What is needed:
Only an exact copy of the entries will serve as the answer.

Supplied records:
<<<<
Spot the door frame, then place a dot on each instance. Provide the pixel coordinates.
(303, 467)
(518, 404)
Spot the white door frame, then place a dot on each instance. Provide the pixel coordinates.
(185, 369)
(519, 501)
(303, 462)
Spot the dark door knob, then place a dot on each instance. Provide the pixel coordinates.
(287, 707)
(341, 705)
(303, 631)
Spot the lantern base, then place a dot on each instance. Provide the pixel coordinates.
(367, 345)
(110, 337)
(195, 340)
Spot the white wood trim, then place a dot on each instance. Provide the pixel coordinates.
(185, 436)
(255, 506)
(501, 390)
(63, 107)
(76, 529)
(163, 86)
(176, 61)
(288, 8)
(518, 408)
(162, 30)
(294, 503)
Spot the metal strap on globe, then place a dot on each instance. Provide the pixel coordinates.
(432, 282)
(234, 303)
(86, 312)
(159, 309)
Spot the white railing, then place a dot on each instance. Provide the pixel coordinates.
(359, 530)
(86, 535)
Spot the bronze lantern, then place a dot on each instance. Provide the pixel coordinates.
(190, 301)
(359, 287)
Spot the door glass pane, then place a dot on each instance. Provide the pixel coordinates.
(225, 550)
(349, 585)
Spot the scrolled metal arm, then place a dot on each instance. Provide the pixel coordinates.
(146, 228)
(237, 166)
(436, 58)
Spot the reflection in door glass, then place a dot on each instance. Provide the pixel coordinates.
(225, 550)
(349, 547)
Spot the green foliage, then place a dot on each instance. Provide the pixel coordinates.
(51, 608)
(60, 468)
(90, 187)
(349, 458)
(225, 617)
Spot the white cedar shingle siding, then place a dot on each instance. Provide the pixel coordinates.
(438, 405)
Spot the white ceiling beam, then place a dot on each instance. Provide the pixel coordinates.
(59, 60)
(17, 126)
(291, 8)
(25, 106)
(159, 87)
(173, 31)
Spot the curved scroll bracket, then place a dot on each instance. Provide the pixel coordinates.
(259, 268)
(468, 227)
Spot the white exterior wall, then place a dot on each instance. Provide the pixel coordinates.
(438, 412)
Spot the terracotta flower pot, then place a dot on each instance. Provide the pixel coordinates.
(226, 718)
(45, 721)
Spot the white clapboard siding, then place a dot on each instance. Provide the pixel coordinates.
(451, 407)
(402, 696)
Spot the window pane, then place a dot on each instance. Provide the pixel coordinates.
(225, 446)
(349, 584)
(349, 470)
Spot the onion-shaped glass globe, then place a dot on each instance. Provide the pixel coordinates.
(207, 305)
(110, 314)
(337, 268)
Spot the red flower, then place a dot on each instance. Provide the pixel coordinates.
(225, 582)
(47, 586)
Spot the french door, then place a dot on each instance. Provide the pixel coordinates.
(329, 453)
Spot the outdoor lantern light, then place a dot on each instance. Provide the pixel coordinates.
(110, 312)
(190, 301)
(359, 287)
>>>>
Problem solution:
Spot the door frame, then place a dot on each instance. Provide the pixel coordinates.
(303, 467)
(518, 404)
Spot the white door frame, then place a dot on each instance. Provide the pixel coordinates.
(185, 369)
(519, 501)
(303, 462)
Spot the dark door knob, then place a dot on each instance. Provide the pixel coordinates.
(287, 707)
(341, 705)
(303, 631)
Spot the lantern base, then place a dot on each instance. Provide the pixel coordinates.
(367, 345)
(110, 337)
(195, 340)
Spot the white wood trim, then place a dot on each instance. Provide the pixel coordinates.
(185, 436)
(255, 506)
(501, 390)
(63, 107)
(76, 529)
(163, 86)
(176, 61)
(288, 8)
(518, 408)
(162, 30)
(294, 503)
Spot the metal strap on globe, then place a dot on each instance. Provide the pixel coordinates.
(432, 282)
(234, 303)
(86, 312)
(159, 309)
Spot the white railing, then place a dot on each instance. Provide the pixel coordinates.
(359, 530)
(86, 535)
Spot the bronze lantern, then place a dot on each instance. Provide the pixel coordinates.
(190, 301)
(359, 287)
Spot the door glass pane, then place a dot on each instance. Provide the pixel coordinates.
(225, 550)
(349, 585)
Spot the scrolled metal arm, then place a dot on each instance. Provide the pixel coordinates.
(146, 228)
(237, 166)
(436, 58)
Spot the reflection in door glass, then place a dot on each instance. Provide the pixel coordinates.
(225, 550)
(349, 547)
Spot the green foliage, then place a dot on each instance. Provide the pixel coordinates.
(51, 608)
(60, 468)
(90, 187)
(349, 458)
(225, 617)
Spot the white cedar shingle siding, then place a dot on each instance. Provide the pixel coordinates.
(438, 405)
Spot the white ceiling beam, then place a dot on each instance. Provide the pixel coordinates.
(59, 60)
(17, 126)
(291, 8)
(25, 106)
(159, 87)
(173, 31)
Spot the curved scroll bracket, then place a dot on each instance. Provide the pixel coordinates.
(259, 268)
(468, 227)
Spot the white exterior wall, then place a dot on each instance. Provide the pixel coordinates.
(438, 412)
Spot the terracotta flower pot, then place a dot on each instance. Provide the pixel coordinates.
(226, 718)
(45, 721)
Spot the white clapboard siding, then place a dot on each instance. Provide the pixel coordinates.
(451, 407)
(402, 696)
Spot the window pane, then place a dot on each instance. Provide the pixel coordinates.
(225, 446)
(349, 584)
(349, 470)
Spot the onion-shaped glass globe, then place a dot on each instance. Provide the pixel coordinates.
(207, 305)
(110, 314)
(337, 268)
Spot the red flower, then place a dot on each instance. Provide the pixel coordinates.
(225, 582)
(47, 586)
Spot the french door, then place a dot on each instance. Provide the pixel coordinates.
(329, 453)
Spot the outdoor lantern light, then place a dot on each instance. Provide the pixel coordinates.
(110, 312)
(190, 301)
(359, 287)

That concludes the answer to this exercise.